*** INFORMATION SUPPLIED ***

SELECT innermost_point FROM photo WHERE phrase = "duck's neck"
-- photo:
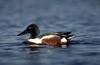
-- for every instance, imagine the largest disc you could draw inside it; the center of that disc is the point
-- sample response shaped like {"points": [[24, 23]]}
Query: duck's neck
{"points": [[32, 36]]}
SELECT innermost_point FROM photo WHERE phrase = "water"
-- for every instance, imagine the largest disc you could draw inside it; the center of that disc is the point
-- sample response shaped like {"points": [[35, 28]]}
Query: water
{"points": [[82, 17]]}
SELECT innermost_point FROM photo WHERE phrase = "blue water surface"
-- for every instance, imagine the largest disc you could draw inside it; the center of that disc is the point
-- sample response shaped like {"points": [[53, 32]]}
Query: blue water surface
{"points": [[82, 17]]}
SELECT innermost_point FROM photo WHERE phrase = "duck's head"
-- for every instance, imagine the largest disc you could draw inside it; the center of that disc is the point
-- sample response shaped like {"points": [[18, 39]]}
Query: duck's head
{"points": [[33, 29]]}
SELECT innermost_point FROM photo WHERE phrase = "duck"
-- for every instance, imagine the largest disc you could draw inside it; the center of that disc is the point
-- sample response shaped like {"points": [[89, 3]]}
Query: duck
{"points": [[55, 39]]}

*** End of INFORMATION SUPPLIED ***

**EXERCISE INSTRUCTIONS**
Search the entries for the string "FROM" and collect each line that has it.

**FINISHED EXERCISE**
SELECT innermost_point FROM photo WHERE phrase = "duck's neck"
SELECT innermost_point FROM photo WHERE phrase = "water"
SELECT innermost_point FROM photo WHERE phrase = "blue water surface"
SELECT innermost_point FROM photo WHERE phrase = "duck's head"
SELECT innermost_point FROM photo WHERE phrase = "duck"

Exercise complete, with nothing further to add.